TASK TO COMPLETE -
Rewrite all of the lines below, requests included, scaling every coordinate in the answers by 2.3 and rounding each result to the nearest whole number, with halves rounded up.
....
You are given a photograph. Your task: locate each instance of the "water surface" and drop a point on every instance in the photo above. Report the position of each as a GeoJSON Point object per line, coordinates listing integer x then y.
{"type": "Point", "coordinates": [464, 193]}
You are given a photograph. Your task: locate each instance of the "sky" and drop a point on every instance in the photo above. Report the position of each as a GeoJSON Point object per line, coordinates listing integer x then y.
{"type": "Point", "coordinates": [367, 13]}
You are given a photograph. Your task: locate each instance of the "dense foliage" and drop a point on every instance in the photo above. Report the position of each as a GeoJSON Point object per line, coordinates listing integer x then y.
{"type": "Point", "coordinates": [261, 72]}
....
FULL RESPONSE -
You are given a photograph. Your task: locate each instance of the "water surface" and drop a point on every instance in the photo above. Report the position of each as a GeoJSON Point object per line, coordinates listing integer x then y.
{"type": "Point", "coordinates": [1067, 444]}
You are given a photograph. Your task: locate each instance of the "sky" and drop a point on every instance in the photo above. Report the position of each as a GeoJSON Point object per line, coordinates listing integer x then y.
{"type": "Point", "coordinates": [844, 30]}
You are given a photograph. Your task: locate each instance of the "dense foliage" and drop a point on every instance in the photo above. Report the position of each as a GeoJSON Point object per line, coordinates listing integer x then y.
{"type": "Point", "coordinates": [600, 166]}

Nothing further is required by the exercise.